• _WHAT THE TASK REQUIRES_: Your answer should consist only of the line with "# actual output" and the lines after it, reproduced exactly through the end of the entries below.

(Extracted records)
-*-

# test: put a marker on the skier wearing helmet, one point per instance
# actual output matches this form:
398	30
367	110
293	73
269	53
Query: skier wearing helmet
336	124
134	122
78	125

-*-

• _ANSWER FOR THIS EXERCISE_:
# actual output matches this form:
398	30
367	110
293	73
269	53
Query: skier wearing helmet
336	124
134	122
78	125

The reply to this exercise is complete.